Through a recent CFA recommendation I read, When Helping Hurts, and Toxic Charity.   These books, and the detailed application of the principles they provide, have given me the tools I needed to think through the application of ABCD principles in my context.  I have been able to evaluate my approaches to date and to jettison those strategies that have been ineffective or inappropriate to the specific community development efforts I have been making. This has transformed my thinking and my approach to reaching neighborhoods and area churches and Christians for the purpose of community development.  In particular, I am recognizing my own resistance to applying ABCD principles even though I believe in them.

For example, my compassion for the poor and hurting leads me to get involved in to/for ministries even though I know these are temporary fixes and not solutions. I also realize my motivation to help, to serve, is often part of our corporate desire to feel good about ourselves; that we are doing a good thing in Jesusʼ name. It is truly difficult to recognize these feelings and behaviors as being potentially hurtful.

My concern at this point is how to champion ABCD in ways that will be helpful among area communities without alienating the many well-intentioned efforts of area ministries in the process.  A recent change in my approach is to share these books and their concepts with several ministry friends. There has been a positive response to this so far. Steve Edwards and Tom Andrews, who are involved with the Breakthrough Center in Hampton, have asked me to meet with them to discuss community strategies. Our OneChurch board is also reaching out to the Lackey area of York County to explore with opportunities.

Neighborhood Transformation: From Handouts to Development

Wendy McCaig, Embrace Richmond

Most economically challenged communities experience scarcity of resources such as food, clothing, and especially things that cannot be purchased with food stamps like cleaning supplies, diapers and paper products.  Over the past few years we have been experimenting with ways of providing for these basic needs of our community without fostering dependency.

# What needs to be done
Copy the supplied text again, starting with the words "Most economically challenged" and stopping after "without fostering dependency.", and change "basic needs" to "essential needs".

# Excerpted records

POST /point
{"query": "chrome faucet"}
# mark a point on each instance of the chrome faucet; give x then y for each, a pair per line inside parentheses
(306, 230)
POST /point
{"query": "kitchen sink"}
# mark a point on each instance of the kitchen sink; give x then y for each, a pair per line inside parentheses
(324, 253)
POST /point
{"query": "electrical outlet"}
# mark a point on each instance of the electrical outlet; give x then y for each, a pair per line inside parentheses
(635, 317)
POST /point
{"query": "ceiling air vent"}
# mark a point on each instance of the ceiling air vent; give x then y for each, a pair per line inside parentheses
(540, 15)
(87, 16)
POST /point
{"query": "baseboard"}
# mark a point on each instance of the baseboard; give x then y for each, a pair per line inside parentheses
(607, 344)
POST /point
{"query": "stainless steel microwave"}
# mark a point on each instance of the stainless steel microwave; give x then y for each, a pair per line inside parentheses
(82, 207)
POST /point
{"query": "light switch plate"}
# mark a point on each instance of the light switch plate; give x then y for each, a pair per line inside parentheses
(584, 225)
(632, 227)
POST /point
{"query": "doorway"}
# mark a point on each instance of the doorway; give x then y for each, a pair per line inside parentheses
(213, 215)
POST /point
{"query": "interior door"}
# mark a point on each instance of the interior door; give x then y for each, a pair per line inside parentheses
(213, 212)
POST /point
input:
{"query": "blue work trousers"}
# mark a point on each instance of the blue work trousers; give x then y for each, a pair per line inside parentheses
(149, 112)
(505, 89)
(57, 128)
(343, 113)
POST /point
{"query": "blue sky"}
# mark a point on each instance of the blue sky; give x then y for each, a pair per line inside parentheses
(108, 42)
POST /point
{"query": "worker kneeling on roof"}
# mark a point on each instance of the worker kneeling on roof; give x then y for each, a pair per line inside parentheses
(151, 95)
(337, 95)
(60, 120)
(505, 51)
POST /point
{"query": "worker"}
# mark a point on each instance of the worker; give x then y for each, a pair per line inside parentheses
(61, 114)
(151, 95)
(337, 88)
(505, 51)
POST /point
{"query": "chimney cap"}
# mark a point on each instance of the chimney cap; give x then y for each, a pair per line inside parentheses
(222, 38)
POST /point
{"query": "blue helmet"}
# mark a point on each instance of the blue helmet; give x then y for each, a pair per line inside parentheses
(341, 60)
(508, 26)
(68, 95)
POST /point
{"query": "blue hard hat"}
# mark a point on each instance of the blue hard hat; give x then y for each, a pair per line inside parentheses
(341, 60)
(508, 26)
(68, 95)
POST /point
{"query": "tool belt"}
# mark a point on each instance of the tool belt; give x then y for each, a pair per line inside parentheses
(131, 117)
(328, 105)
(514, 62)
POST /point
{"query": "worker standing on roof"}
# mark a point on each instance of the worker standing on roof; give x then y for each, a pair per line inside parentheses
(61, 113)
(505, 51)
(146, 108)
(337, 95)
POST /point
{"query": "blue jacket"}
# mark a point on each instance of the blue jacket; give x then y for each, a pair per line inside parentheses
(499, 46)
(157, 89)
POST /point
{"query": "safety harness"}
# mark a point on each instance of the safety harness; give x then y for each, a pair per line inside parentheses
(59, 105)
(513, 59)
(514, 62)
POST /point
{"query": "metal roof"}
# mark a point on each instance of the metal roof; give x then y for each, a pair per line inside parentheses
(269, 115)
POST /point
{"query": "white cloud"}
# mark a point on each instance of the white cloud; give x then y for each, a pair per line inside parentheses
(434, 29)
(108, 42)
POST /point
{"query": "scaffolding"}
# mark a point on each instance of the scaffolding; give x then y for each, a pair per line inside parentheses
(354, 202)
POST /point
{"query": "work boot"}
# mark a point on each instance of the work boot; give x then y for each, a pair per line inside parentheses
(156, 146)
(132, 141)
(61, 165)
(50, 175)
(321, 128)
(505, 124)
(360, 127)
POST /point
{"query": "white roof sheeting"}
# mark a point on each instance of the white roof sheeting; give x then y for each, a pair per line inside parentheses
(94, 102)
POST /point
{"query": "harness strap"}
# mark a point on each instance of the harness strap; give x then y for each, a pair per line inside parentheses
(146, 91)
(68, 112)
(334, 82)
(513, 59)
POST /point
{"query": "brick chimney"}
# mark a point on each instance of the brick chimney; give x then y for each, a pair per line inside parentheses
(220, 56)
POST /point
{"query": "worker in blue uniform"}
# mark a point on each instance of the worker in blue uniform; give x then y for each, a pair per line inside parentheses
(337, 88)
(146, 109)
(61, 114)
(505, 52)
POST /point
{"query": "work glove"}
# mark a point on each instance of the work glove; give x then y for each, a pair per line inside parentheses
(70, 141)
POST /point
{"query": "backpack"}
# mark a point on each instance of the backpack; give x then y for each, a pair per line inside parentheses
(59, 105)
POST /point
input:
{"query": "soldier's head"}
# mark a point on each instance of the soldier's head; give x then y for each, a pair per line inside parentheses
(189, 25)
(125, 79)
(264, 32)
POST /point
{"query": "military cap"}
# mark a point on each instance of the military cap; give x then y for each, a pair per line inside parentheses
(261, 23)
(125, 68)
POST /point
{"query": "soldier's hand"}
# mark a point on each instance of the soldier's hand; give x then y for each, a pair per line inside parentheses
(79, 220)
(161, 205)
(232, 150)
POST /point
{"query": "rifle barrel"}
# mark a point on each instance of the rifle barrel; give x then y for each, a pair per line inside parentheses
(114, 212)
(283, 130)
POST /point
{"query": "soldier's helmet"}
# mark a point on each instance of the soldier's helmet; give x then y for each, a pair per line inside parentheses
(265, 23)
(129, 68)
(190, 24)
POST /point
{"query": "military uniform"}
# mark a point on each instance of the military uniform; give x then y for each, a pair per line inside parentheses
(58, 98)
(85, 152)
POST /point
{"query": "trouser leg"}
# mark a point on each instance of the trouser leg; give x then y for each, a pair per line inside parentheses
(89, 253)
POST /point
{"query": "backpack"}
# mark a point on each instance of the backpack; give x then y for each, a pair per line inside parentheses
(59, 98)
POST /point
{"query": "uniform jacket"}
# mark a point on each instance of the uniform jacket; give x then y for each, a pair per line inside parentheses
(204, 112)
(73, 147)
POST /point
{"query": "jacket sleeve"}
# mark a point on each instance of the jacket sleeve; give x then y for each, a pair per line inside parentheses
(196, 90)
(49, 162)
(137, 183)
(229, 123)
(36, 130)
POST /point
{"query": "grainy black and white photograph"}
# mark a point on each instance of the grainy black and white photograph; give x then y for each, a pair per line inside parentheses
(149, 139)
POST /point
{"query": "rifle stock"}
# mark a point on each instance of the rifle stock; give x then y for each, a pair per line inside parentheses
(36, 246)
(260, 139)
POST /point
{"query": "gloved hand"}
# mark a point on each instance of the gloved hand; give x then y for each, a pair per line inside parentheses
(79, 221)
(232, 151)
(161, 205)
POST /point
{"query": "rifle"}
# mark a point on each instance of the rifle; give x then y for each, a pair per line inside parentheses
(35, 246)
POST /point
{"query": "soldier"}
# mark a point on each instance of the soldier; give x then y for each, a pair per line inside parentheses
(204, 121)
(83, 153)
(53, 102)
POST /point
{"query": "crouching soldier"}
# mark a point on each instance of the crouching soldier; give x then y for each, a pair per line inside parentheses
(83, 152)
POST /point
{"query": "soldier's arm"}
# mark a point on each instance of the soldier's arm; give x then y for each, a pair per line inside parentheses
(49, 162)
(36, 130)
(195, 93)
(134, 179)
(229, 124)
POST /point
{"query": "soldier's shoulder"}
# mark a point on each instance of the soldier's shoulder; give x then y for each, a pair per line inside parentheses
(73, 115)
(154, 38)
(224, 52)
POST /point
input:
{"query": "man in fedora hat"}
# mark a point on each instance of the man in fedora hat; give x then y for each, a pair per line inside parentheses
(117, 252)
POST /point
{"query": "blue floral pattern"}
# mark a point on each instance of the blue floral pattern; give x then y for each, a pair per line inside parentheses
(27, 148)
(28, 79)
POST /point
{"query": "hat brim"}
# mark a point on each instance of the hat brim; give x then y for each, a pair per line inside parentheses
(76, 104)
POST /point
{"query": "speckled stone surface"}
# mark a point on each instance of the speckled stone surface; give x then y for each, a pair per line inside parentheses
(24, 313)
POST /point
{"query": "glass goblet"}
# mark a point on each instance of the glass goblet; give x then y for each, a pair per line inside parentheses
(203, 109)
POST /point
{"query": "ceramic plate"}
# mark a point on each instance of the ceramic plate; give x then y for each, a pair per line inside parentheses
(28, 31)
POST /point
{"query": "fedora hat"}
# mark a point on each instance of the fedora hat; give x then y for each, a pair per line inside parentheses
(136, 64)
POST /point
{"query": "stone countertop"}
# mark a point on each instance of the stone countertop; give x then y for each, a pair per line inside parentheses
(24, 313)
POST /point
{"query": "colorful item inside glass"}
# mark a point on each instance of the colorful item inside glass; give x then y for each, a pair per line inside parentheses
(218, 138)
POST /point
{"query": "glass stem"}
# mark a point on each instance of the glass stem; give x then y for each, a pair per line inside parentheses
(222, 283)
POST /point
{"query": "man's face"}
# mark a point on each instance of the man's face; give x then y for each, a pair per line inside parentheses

# Response to this task
Most economically challenged communities experience scarcity of resources such as food, clothing, and especially things that cannot be purchased with food stamps like cleaning supplies, diapers and paper products.  Over the past few years we have been experimenting with ways of providing for these essential needs of our community without fostering dependency.